THE PROBLEM:
Gather every line in the records below that contains the word "white" and copy each of those lines in full.

(Data items)
■ ■ ■ ■

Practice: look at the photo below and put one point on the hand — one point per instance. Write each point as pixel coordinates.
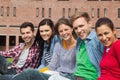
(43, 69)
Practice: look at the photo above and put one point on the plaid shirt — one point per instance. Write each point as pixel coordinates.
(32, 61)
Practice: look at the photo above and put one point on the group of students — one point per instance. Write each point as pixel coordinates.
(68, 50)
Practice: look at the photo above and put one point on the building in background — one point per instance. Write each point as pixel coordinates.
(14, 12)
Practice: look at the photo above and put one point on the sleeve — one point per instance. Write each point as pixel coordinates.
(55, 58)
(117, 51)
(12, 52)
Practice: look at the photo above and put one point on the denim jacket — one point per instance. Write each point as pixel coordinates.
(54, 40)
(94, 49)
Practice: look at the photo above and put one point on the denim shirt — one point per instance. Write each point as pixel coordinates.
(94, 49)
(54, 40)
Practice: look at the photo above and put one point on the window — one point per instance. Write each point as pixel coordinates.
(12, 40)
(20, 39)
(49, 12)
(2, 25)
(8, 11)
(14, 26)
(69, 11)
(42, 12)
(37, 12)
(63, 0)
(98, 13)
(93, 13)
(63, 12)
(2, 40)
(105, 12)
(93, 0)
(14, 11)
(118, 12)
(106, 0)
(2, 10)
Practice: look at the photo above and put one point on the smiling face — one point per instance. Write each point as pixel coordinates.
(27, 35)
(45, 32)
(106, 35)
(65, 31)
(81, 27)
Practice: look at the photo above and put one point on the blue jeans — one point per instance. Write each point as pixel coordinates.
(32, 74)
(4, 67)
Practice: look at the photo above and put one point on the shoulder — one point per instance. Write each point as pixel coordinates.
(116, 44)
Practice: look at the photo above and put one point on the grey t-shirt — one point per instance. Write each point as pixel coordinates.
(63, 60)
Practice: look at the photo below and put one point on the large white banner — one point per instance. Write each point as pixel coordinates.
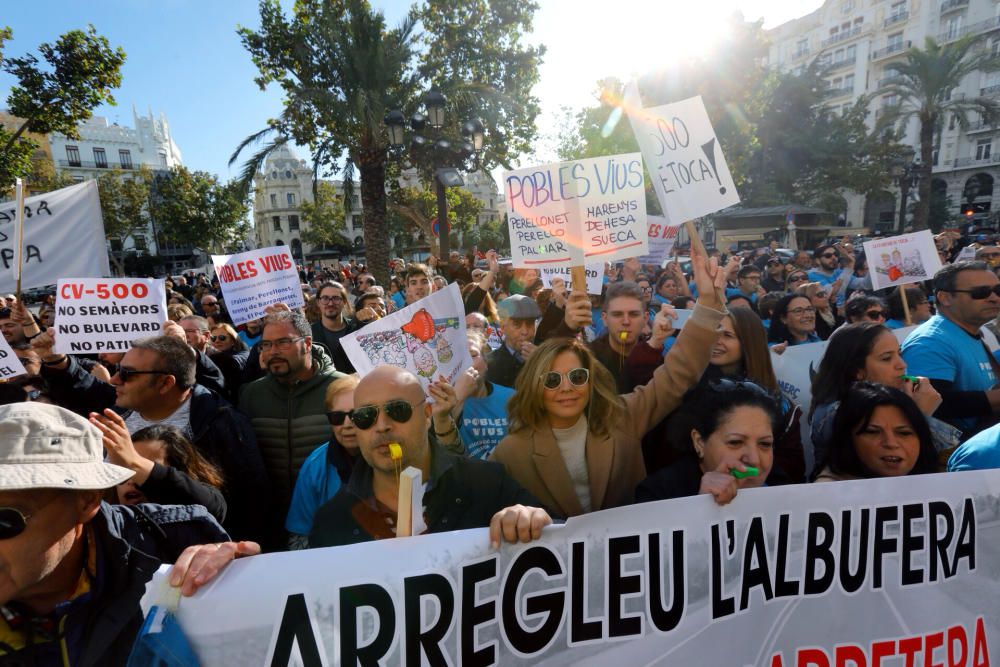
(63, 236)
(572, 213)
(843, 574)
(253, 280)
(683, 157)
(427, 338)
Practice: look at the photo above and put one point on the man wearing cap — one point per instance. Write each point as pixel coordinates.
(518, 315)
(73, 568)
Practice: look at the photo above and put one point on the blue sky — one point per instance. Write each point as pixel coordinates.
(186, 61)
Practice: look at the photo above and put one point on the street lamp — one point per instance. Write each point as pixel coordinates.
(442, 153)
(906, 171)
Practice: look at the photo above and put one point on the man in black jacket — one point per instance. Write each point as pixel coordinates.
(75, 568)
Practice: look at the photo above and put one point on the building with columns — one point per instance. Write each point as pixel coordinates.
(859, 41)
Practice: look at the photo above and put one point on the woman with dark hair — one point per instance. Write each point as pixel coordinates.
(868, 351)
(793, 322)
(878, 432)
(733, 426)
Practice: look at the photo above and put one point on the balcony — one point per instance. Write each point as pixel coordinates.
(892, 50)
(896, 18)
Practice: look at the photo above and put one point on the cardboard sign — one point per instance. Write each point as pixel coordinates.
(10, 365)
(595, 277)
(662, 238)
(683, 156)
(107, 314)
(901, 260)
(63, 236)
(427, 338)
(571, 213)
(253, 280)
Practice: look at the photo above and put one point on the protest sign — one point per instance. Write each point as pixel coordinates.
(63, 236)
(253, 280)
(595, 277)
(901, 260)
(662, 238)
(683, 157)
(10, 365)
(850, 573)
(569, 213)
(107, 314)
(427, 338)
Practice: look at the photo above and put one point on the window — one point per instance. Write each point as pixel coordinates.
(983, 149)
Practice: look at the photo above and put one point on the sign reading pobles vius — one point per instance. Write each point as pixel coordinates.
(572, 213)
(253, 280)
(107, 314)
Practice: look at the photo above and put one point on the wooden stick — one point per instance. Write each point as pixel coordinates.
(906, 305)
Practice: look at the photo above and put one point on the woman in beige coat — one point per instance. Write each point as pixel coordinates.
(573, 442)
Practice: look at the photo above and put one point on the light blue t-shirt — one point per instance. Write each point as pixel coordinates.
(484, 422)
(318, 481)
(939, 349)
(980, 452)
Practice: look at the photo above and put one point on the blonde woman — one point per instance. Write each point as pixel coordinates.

■ ■ ■ ■

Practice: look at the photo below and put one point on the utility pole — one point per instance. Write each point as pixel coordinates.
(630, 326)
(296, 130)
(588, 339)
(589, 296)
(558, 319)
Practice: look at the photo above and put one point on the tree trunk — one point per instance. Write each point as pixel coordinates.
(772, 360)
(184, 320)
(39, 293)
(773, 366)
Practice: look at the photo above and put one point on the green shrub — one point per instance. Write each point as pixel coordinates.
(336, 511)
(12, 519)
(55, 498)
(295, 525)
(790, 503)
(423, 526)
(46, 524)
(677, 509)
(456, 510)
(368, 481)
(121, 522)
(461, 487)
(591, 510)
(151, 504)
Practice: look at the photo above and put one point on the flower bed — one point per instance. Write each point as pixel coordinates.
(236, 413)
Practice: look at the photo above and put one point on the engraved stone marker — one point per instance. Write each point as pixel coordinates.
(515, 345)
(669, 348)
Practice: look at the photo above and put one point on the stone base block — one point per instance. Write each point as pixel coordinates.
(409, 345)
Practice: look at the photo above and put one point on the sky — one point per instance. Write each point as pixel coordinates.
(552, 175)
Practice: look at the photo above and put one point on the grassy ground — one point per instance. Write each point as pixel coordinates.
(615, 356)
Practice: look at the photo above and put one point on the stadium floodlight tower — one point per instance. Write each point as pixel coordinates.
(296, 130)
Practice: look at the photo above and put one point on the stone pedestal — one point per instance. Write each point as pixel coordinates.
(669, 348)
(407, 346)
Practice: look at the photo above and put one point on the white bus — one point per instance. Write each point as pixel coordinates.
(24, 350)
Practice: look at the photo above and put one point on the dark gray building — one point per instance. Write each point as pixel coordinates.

■ ■ ■ ■

RESPONSE TO THE TASK:
Practice: look at the photo below and put one point on the large white banner — one point per instance. Write each point as pixel coordinates.
Practice: look at the photo above and put one point on the white bus — one point per instance. Write each point as pixel coordinates.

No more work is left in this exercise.